# AIM OF THE EXERCISE
May I have, exactly as written, the line containing "If it's not too much trouble, please detect the gorge" and every line after it through the end of the listing below, and nothing else?

# ENTRIES SHOWN
┌──

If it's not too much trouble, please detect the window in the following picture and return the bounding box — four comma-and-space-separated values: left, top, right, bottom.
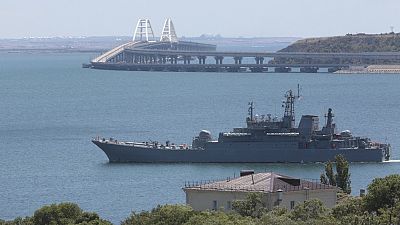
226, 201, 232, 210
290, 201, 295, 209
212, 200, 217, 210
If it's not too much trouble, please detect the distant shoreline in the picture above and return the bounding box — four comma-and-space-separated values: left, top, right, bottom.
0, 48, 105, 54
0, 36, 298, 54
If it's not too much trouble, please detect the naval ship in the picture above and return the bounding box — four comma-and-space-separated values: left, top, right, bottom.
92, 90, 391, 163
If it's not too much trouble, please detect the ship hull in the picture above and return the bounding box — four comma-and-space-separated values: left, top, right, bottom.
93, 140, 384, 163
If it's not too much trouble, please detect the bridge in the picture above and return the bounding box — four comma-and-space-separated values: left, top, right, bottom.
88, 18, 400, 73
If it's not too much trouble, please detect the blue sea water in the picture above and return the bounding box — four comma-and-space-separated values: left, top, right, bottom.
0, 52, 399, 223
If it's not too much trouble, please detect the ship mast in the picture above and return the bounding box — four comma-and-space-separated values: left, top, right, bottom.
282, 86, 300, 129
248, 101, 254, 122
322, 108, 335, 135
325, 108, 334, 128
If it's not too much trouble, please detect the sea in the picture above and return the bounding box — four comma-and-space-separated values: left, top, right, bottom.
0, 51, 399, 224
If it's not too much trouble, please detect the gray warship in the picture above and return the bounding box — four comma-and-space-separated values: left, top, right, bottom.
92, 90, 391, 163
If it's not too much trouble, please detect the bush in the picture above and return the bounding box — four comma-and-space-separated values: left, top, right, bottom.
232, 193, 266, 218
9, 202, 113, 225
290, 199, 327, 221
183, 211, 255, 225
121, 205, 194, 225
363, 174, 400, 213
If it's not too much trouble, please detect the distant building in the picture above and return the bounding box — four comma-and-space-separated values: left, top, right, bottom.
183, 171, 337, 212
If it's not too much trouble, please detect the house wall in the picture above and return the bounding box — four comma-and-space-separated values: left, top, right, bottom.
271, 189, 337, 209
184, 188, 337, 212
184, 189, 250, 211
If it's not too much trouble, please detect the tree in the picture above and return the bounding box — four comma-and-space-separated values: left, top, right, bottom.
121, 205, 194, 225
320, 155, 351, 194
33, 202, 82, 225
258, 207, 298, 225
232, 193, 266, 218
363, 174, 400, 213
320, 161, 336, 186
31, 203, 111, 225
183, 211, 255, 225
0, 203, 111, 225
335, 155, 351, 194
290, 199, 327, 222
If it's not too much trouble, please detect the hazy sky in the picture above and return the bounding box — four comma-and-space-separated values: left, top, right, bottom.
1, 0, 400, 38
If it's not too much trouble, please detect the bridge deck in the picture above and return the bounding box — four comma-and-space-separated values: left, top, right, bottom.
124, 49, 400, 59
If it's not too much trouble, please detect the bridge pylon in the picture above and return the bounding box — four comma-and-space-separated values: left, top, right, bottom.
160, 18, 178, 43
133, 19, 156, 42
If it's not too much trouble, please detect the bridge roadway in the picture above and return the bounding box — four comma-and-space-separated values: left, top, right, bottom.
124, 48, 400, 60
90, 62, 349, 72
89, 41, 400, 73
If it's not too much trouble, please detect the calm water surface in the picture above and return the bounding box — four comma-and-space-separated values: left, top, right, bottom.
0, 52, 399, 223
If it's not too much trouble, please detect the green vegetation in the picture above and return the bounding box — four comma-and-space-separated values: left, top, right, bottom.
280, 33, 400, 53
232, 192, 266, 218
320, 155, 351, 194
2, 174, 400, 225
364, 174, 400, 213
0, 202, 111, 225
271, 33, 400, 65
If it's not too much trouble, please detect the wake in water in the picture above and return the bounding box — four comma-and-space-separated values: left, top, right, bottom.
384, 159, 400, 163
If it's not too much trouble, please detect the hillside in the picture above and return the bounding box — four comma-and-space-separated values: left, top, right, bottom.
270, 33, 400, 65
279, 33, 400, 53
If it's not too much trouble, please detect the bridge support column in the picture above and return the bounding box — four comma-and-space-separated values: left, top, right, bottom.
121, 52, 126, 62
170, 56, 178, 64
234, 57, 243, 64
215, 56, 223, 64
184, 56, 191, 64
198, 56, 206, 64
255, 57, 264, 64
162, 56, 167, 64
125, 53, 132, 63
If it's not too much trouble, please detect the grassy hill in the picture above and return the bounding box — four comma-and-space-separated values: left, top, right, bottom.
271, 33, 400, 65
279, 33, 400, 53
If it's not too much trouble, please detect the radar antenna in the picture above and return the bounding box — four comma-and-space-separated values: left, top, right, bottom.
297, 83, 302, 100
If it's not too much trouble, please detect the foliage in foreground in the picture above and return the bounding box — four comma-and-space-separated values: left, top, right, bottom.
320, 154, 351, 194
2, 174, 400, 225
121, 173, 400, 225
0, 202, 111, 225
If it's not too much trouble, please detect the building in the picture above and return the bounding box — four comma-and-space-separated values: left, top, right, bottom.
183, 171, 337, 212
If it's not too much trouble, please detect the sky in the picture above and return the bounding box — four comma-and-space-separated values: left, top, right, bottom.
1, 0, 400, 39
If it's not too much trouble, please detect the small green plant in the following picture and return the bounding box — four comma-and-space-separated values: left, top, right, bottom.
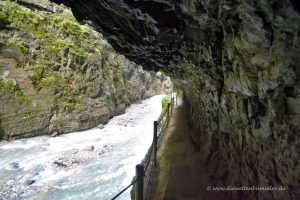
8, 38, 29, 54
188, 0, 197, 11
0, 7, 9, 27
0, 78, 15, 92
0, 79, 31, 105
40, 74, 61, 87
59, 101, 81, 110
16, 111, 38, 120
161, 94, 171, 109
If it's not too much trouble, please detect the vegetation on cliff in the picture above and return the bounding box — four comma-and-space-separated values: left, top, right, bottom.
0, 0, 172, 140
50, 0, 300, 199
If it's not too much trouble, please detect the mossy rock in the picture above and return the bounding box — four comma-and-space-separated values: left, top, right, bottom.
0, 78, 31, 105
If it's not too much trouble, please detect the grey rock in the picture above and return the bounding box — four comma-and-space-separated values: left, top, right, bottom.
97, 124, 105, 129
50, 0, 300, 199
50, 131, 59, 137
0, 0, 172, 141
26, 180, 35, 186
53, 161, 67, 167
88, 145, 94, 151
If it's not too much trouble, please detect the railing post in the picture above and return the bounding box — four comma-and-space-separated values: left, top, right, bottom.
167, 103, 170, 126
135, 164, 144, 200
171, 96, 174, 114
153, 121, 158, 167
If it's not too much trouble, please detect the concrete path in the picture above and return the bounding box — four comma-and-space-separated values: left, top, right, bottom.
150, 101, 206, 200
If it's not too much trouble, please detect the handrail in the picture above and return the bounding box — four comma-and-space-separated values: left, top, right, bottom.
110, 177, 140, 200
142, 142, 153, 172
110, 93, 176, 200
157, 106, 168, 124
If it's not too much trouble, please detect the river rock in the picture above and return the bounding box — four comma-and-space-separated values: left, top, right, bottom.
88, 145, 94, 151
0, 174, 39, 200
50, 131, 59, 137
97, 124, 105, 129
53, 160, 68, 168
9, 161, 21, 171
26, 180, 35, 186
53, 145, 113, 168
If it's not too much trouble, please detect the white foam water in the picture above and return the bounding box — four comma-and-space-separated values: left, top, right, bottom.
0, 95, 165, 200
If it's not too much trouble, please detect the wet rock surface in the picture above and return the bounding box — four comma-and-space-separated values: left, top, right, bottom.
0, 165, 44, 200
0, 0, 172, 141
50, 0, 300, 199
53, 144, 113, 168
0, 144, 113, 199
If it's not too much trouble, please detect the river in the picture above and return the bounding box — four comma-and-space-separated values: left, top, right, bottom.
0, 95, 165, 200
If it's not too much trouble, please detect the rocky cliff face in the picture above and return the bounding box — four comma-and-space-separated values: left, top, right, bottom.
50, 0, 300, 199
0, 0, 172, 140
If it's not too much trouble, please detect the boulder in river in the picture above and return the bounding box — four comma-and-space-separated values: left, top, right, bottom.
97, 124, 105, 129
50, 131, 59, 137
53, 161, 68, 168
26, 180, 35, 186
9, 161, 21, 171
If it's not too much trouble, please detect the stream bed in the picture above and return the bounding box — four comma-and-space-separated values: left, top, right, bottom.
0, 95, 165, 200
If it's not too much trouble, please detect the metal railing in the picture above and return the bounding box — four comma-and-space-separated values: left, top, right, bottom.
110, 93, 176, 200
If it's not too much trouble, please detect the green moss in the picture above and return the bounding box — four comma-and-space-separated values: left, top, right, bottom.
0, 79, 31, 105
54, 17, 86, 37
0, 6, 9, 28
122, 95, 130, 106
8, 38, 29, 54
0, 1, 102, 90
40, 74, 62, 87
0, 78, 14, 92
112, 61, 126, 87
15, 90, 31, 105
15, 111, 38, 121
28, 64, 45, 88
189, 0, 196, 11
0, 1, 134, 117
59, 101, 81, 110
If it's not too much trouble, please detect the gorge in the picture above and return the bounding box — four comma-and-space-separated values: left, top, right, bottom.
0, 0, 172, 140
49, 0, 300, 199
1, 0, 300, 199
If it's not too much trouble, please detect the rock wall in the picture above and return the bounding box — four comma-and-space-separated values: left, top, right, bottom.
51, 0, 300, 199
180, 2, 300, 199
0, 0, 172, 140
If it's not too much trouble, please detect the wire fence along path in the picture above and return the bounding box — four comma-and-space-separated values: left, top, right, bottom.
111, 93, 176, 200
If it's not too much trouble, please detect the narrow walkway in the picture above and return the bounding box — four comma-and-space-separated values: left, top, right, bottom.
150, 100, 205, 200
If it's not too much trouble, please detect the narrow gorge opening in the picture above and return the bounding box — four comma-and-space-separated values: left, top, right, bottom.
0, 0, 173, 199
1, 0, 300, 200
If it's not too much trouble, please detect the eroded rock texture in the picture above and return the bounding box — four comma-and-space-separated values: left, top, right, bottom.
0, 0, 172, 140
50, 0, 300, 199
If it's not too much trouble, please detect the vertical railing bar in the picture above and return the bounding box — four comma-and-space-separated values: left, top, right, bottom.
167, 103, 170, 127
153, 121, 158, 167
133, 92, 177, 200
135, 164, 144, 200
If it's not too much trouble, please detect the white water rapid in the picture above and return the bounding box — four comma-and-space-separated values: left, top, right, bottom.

└──

# SOLVED EXERCISE
If it's not too much trouble, please detect the gorge in the picture above and return the bounding box — four comma-and-space-separated values: left, top, right, bottom.
0, 0, 172, 140
49, 0, 300, 199
1, 0, 300, 199
If it's not too much trouble, please detect the rock wall in the picture above and return the bounding box — four comma-and-space-separated values: left, top, right, bottom.
51, 0, 300, 199
180, 2, 300, 199
0, 0, 172, 140
If it's not too much trouble, please detect the wire fence along path in the picture above and return the bounding box — four comma-and-space-separated values: left, top, right, bottom.
111, 93, 176, 200
If it's not too much trouble, please detect the narrow walkway in the picture above and return the bounding box — four comma-and-space-separated values: left, top, right, bottom.
150, 100, 205, 200
If it's not too much trouble, please detect the narrow gorge opening in the picture above and return the bounding box — four comma-and-space-separated values: left, top, right, bottom.
0, 0, 173, 199
1, 0, 300, 200
If it's not too much trouble, please detect the eroded rock texture in the picture above and return the bounding box — four comma-and-space-separated values: left, top, right, bottom.
0, 0, 172, 140
50, 0, 300, 199
If it's not too much trouble, please detect the vertical railing bar in the picture above and return the bounding box — four comma-and-space-separated values: left, top, right, bottom.
167, 103, 170, 127
153, 121, 158, 167
133, 92, 177, 200
135, 164, 144, 200
If it's not too much trouble, please detect the white water rapid in the picture above and return the bounding box — four comma-and-space-separated values: left, top, right, bottom.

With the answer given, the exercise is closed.